* [OBJECTIF ÉNONCÉ 1] D'après le texte de lecture, de combien de tableautins se compose le livre Main tendue poing fermé ?

Votre dernier livre Main tendue
poing fermé se compose de dix-sept tableautins
aux titres aussi évocateurs que Travail de nuit,
Mise à la retraite, Visitation, Le Compétiteur,
Prêté rendu
Dans un de ceux-ci, Clercs
de notables, vous nous surprenez en déclarant
à mots couverts avoir pensé pouvoir vous guérir
rapidement d'un sentiment douloureux par la seule expression
du verbe. Vous écrivez " A mes débuts,
je ne croyais pas fournir un effort aussi prolongé,
en avoir pour des décennies de labeur : en cinq,
six années, me disais-je, j'aurais évacué
par l'ascèse du langage un regret, quelque remords
qui jusque là m'avaient entravé. "
En 2006, après plusieurs décennies ponctuées
presque tous les deux ou trois ans par un écrit de
votre cru, pouvez-vous nous en dire plus ?

* [ENREGISTREMENTS PRÉSENTÉS]

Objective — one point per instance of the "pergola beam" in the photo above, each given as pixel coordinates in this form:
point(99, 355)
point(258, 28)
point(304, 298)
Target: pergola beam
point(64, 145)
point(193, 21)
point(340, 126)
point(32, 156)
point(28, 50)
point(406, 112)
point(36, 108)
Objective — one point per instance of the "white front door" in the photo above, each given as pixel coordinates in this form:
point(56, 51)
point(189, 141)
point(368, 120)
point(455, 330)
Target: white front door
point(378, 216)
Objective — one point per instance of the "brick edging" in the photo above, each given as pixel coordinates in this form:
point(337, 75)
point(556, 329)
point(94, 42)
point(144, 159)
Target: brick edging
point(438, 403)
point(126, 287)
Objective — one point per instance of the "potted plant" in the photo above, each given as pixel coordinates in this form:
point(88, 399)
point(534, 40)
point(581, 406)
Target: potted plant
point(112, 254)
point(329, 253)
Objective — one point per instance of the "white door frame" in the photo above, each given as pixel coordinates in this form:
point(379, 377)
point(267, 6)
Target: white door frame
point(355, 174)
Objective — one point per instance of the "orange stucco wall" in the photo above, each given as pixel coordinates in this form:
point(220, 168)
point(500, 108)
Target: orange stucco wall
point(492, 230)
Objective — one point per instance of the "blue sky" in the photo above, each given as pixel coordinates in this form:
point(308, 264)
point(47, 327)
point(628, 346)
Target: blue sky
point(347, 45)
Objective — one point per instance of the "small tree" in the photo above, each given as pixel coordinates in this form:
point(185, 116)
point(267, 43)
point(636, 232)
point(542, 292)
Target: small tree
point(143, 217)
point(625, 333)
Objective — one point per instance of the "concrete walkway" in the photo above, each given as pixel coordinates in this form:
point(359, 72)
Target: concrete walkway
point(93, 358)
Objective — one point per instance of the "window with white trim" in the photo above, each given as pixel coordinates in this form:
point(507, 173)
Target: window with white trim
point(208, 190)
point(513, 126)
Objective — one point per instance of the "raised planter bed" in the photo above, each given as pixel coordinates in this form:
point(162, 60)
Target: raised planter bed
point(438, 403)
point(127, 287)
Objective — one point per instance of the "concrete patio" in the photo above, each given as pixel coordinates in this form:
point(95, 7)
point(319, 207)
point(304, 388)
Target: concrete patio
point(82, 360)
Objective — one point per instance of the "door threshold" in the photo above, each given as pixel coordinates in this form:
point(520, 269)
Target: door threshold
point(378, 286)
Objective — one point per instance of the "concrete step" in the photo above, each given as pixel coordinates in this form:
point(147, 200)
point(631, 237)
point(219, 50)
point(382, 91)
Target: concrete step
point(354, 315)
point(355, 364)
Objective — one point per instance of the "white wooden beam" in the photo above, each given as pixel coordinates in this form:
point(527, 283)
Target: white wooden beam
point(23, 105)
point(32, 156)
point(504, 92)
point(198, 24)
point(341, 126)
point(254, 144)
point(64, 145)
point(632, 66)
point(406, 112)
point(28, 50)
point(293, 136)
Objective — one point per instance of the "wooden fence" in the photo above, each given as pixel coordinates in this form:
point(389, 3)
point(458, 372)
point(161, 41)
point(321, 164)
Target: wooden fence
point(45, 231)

* [OBJECTIF ÉNONCÉ 2] Relevez chaque ligne des enregistrements qui contient le mot "window", en respectant la casse.

* [RÉSULTAT 1] Il se compose de dix-sept tableautins.

* [RÉSULTAT 2]
Objective — one point per instance of the "window with white trim" in the photo above, each given as pixel coordinates in this form:
Target: window with white trim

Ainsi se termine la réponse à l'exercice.